Activity:
In the article on sugar comas, where is fructose metabolized?

If you can’t resist a slice of cake or a freshly-baked cookie, then you’ve likely experienced the dreaded sugar coma phenomenon. The sluggish hangover that sometimes follows the buzz of eating sweets has been the subject of much scientific debate. Yet a new study published in Physiology & Behavior by researchers at New Zealand’s University of Otago suggests that sugar comas impair cognitive functions such as response time and attention span.
As the study’s authors note, the impact that the dietary sugars fructose (fruit sugar) and sucrose (the table sugar added to, say, coffee) have on cognitive functions receives less research and attention than glucose (the sugar your body makes from carbs). By testing out all three dietary sugars on their 49 subjects, as well as an artificial sweetener as a placebo, researchers found that both sucrose and glucose had “relatively negative effects” on their ability to complete cognitive tests such as arithmetic problems.
The reason fructose fared differently is likely because your body treats it differently. It’s metabolized in the liver and doesn’t cross the blood-brain barrier. Hence why those who had fructose performed better in cognitive tests.
So what do these new findings mean for sugar comas? “Our study suggests that the ‘sugar coma’—with regards to glucose—is indeed a real phenomenon, where levels of attention seem to decline after consumption of glucose-containing sugar,” Mei Peng, one of the study’s authors, told PsyPost.
Yet in the past, studies mapping glucose’s effect on cognition, especially memory, had wildly contradictory results. A 1994 study noted that subjects who performed one of these same cognitive tests called the Stroop Task—which shows that it’s challenging to name the color of a word, such as blue, if it’s written in green ink —saw an improvement in both memory and attention if the rates of their blood glucose increased right before the test. The same experiment found that people’s ability to remember words from a list got better if they guzzled a glucose-heavy drink.
But tell that to researchers from Boston University’s School of Medicine, who wrote last year about the link between sugary drinks and preclinical Alzheimer’s Disease, which, of course, affects memory. Consuming more fructose doesn’t seem to be the answer to our sugar woes, either. A 2012 UCLA study suggested that consuming tons of fructose in the long term “alters your brain’s ability to learn and remember information.”
Still, one thing everyone can agree on, particularly in the United States, is that sugar exists in places you don’t expect. Both sucrose and high-fructose corn syrup are added to scores of food and drinks that range from ketchup to coffee creamer. The fact that people unknowingly consume huge amounts of various sugars suggests something even more pernicious: We may unwittingly experience mini-sugar comas all the time.

Data to examine:
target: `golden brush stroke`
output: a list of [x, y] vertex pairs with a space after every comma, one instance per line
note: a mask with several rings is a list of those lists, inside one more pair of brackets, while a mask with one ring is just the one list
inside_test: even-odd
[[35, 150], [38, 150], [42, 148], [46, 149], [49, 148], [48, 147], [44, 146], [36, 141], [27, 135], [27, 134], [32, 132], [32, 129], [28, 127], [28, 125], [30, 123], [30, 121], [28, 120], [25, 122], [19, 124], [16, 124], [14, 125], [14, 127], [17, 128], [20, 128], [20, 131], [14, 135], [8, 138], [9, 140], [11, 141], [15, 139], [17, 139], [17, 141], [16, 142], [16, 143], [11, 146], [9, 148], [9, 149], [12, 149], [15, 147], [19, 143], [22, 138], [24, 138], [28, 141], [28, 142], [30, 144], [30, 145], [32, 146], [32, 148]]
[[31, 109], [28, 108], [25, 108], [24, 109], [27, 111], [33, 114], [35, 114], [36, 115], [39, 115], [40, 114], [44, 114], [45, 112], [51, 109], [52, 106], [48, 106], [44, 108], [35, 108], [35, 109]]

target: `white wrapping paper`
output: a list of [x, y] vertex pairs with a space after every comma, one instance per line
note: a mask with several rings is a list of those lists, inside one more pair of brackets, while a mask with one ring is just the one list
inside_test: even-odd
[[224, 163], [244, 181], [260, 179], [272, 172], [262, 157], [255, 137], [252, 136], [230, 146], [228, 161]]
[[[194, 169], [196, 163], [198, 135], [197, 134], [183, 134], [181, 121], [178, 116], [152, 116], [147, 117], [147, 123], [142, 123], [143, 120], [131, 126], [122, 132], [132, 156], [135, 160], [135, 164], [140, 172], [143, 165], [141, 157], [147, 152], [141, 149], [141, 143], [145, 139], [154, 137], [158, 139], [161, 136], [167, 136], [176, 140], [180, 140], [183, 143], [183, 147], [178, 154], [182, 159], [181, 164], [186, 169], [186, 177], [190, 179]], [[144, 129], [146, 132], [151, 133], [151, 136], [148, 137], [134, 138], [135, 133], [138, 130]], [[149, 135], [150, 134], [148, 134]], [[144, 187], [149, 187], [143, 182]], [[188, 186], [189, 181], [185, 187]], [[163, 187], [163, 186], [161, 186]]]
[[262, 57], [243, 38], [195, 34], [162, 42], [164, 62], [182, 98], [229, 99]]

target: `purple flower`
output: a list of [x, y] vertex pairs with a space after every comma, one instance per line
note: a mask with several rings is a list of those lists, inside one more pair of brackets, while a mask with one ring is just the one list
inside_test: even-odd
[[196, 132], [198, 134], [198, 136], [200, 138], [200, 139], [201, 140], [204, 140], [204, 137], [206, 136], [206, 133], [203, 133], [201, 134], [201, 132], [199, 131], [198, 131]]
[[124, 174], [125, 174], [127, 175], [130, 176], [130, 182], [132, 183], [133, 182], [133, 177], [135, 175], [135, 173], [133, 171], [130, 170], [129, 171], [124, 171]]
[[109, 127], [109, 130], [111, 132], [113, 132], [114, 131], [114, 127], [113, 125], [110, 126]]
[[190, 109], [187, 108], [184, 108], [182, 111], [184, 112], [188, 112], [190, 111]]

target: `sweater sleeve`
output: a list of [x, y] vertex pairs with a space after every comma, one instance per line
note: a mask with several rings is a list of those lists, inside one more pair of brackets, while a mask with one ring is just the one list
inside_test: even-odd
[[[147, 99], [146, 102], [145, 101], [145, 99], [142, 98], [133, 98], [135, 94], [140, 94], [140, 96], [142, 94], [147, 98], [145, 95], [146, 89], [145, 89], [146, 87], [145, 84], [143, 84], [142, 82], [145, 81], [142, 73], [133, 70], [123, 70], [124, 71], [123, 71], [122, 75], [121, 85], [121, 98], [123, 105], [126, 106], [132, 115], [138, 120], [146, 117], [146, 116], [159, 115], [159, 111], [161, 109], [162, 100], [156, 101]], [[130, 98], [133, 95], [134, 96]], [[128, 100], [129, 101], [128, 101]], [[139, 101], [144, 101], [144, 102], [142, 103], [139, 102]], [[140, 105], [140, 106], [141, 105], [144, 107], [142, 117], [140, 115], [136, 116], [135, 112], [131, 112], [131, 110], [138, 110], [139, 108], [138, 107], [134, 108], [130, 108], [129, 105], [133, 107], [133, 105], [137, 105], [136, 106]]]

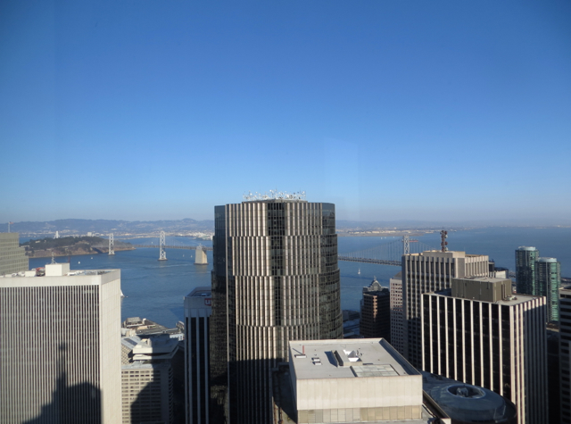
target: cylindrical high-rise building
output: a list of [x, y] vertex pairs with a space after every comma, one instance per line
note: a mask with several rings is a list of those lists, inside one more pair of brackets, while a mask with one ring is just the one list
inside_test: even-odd
[[335, 205], [285, 197], [215, 207], [217, 422], [223, 410], [232, 424], [271, 422], [271, 372], [288, 341], [343, 337]]
[[538, 258], [539, 250], [535, 247], [520, 245], [516, 250], [516, 290], [520, 295], [540, 295], [535, 284], [535, 262]]

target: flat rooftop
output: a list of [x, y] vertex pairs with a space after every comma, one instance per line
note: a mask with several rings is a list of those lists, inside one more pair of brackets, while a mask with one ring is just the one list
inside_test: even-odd
[[[483, 280], [485, 279], [499, 279], [501, 281], [505, 280], [506, 279], [487, 279], [487, 278], [483, 278]], [[439, 292], [429, 292], [429, 294], [432, 295], [443, 295], [443, 296], [447, 296], [447, 297], [451, 297], [452, 296], [452, 290], [451, 288], [446, 288], [445, 290], [441, 290]], [[498, 302], [493, 302], [493, 303], [498, 303], [498, 304], [507, 304], [507, 305], [515, 305], [515, 304], [519, 304], [519, 303], [524, 303], [525, 302], [529, 302], [530, 300], [535, 299], [537, 297], [540, 296], [534, 296], [531, 295], [520, 295], [518, 293], [514, 293], [511, 295], [511, 299], [510, 300], [499, 300]], [[456, 297], [456, 299], [463, 299], [462, 297]], [[468, 299], [468, 300], [472, 300], [472, 299]], [[486, 301], [480, 301], [480, 300], [473, 300], [474, 302], [486, 302]], [[487, 302], [488, 303], [490, 303], [491, 302]]]
[[196, 287], [188, 294], [188, 297], [210, 297], [212, 295], [212, 289], [210, 287]]
[[291, 341], [298, 380], [420, 375], [384, 338]]

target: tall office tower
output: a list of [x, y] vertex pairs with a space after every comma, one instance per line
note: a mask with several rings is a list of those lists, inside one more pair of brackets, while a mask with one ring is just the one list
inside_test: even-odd
[[0, 277], [2, 422], [120, 422], [120, 315], [119, 270]]
[[507, 279], [453, 279], [422, 308], [425, 370], [505, 396], [519, 424], [548, 422], [544, 297], [516, 297]]
[[402, 272], [389, 280], [391, 302], [391, 345], [401, 354], [404, 351], [404, 317], [402, 315]]
[[516, 250], [516, 289], [522, 295], [540, 295], [535, 285], [535, 262], [539, 250], [520, 245]]
[[561, 422], [571, 424], [571, 287], [559, 290], [559, 372]]
[[28, 256], [18, 233], [0, 233], [0, 275], [28, 270]]
[[561, 264], [555, 258], [539, 258], [535, 262], [535, 295], [547, 297], [548, 322], [559, 320]]
[[271, 370], [288, 360], [287, 343], [343, 337], [335, 205], [286, 197], [215, 207], [216, 422], [224, 405], [232, 424], [270, 422]]
[[377, 278], [363, 287], [360, 303], [360, 333], [365, 338], [383, 337], [391, 342], [391, 299], [389, 289]]
[[121, 339], [122, 423], [174, 420], [172, 362], [178, 339], [168, 334]]
[[185, 297], [186, 424], [208, 424], [210, 420], [208, 378], [211, 303], [210, 287], [196, 287]]
[[402, 314], [402, 272], [389, 280], [391, 302], [391, 345], [401, 354], [404, 352], [404, 315]]
[[488, 256], [464, 252], [428, 251], [402, 255], [402, 355], [422, 367], [420, 328], [423, 293], [450, 288], [453, 278], [487, 277]]

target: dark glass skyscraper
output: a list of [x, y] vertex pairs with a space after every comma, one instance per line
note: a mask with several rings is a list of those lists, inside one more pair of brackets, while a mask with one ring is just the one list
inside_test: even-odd
[[547, 320], [559, 320], [561, 264], [555, 258], [539, 258], [535, 262], [536, 295], [547, 297]]
[[343, 337], [335, 205], [287, 196], [214, 212], [211, 421], [265, 424], [288, 341]]
[[538, 258], [539, 250], [535, 247], [521, 245], [516, 250], [516, 289], [517, 293], [540, 295], [535, 284], [535, 262]]

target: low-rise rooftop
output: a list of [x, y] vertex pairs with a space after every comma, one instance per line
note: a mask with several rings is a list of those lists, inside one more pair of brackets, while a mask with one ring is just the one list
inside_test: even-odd
[[385, 339], [290, 342], [298, 379], [419, 375]]

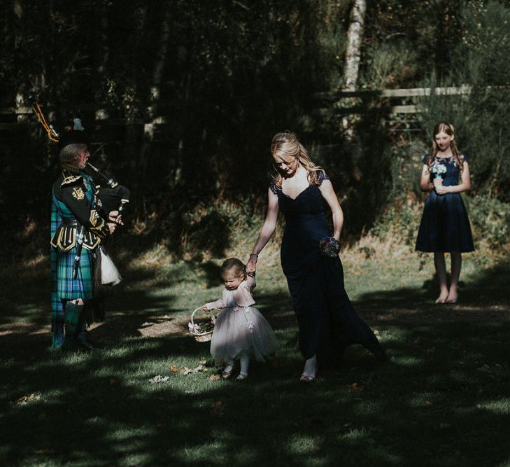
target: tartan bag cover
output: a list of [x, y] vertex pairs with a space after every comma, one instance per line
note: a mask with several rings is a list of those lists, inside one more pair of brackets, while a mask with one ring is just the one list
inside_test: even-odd
[[[87, 189], [85, 196], [92, 200], [94, 205], [94, 184], [88, 175], [82, 172], [81, 175], [87, 181]], [[62, 224], [62, 218], [74, 218], [71, 209], [52, 194], [51, 205], [51, 237], [53, 237], [57, 229]], [[74, 256], [76, 246], [69, 251], [62, 251], [52, 247], [51, 260], [51, 330], [52, 333], [62, 333], [64, 330], [63, 299], [91, 300], [94, 295], [94, 274], [92, 265], [92, 251], [82, 249], [78, 277], [73, 279]]]

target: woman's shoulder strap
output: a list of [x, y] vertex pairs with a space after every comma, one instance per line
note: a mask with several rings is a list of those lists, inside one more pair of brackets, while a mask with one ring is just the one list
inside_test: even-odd
[[329, 180], [330, 177], [327, 176], [325, 171], [323, 169], [317, 171], [317, 183], [320, 185], [325, 180]]

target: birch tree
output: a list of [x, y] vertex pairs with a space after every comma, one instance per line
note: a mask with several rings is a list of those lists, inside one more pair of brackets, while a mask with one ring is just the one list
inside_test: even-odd
[[366, 11], [367, 0], [354, 0], [347, 32], [346, 67], [343, 71], [343, 90], [346, 91], [354, 91], [356, 89]]

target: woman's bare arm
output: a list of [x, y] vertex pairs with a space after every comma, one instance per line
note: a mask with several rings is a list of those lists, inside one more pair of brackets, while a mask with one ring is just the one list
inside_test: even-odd
[[420, 188], [422, 191], [430, 191], [434, 189], [434, 183], [430, 183], [430, 169], [426, 164], [423, 164], [423, 168], [421, 170]]
[[269, 188], [267, 193], [267, 214], [266, 219], [260, 229], [259, 237], [257, 242], [253, 246], [252, 254], [246, 263], [246, 271], [248, 272], [253, 272], [255, 270], [257, 265], [257, 256], [260, 253], [271, 237], [273, 236], [276, 229], [276, 221], [278, 219], [278, 196], [275, 195]]
[[329, 180], [324, 180], [319, 186], [319, 189], [333, 215], [333, 227], [334, 228], [333, 237], [339, 242], [342, 227], [343, 226], [343, 211], [340, 207], [340, 203], [338, 202], [337, 194], [333, 189], [333, 185]]

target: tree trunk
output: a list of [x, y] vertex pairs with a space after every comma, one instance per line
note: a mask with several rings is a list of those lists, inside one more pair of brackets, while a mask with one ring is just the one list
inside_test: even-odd
[[356, 89], [366, 11], [367, 0], [354, 1], [347, 33], [348, 45], [343, 71], [343, 90], [346, 91], [354, 91]]
[[163, 78], [163, 71], [167, 62], [168, 55], [168, 45], [170, 39], [170, 19], [172, 10], [167, 4], [164, 4], [164, 16], [161, 25], [160, 34], [160, 43], [156, 55], [156, 62], [153, 71], [152, 83], [150, 84], [150, 95], [149, 97], [150, 106], [148, 106], [148, 115], [149, 121], [143, 127], [143, 143], [140, 151], [139, 169], [141, 169], [142, 176], [143, 176], [148, 164], [150, 145], [154, 140], [155, 125], [160, 123], [161, 119], [158, 118], [158, 104], [161, 94], [161, 82]]
[[[346, 67], [343, 70], [344, 91], [355, 91], [357, 83], [357, 74], [360, 69], [361, 57], [361, 43], [363, 40], [363, 27], [364, 15], [367, 11], [367, 0], [354, 0], [349, 19], [349, 29], [347, 32], [347, 50], [346, 51]], [[344, 104], [354, 105], [352, 99], [346, 99]], [[350, 144], [354, 140], [353, 125], [355, 119], [349, 116], [342, 118], [341, 127], [345, 130], [347, 141]], [[355, 165], [356, 164], [355, 163]]]

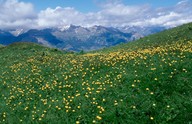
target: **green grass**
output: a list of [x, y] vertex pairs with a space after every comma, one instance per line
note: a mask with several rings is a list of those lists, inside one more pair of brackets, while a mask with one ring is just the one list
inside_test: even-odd
[[0, 123], [192, 123], [190, 26], [86, 54], [0, 49]]

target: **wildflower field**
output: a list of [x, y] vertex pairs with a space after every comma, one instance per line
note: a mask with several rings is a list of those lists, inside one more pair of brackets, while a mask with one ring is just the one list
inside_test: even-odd
[[84, 54], [0, 47], [0, 123], [192, 123], [189, 25]]

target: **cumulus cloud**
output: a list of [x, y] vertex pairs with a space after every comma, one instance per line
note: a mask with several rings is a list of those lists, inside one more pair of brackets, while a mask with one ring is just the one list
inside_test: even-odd
[[35, 13], [31, 3], [0, 0], [0, 28], [50, 28], [81, 26], [166, 26], [192, 22], [192, 2], [183, 0], [172, 7], [129, 6], [121, 2], [101, 5], [100, 11], [82, 13], [73, 7], [47, 8]]
[[31, 3], [0, 1], [0, 28], [31, 27], [36, 14]]

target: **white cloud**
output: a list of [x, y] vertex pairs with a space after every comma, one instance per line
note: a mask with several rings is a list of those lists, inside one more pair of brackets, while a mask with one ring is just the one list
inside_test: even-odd
[[[17, 0], [0, 1], [0, 27], [16, 28], [32, 26], [36, 14], [31, 3]], [[31, 27], [29, 26], [29, 27]]]
[[172, 7], [152, 8], [150, 5], [129, 6], [108, 2], [100, 11], [82, 13], [72, 7], [47, 8], [35, 13], [31, 3], [0, 0], [0, 28], [48, 28], [65, 25], [82, 26], [167, 26], [192, 22], [192, 3], [180, 1]]

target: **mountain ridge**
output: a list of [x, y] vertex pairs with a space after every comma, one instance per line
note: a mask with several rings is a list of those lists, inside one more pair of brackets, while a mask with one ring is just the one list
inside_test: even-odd
[[[159, 30], [153, 31], [155, 28]], [[125, 29], [75, 25], [64, 28], [30, 29], [28, 31], [17, 29], [15, 31], [1, 31], [0, 44], [8, 45], [13, 42], [29, 41], [62, 50], [91, 51], [133, 41], [164, 29], [162, 27], [127, 27]], [[146, 30], [148, 32], [143, 33]]]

Exercise result:
In the liver.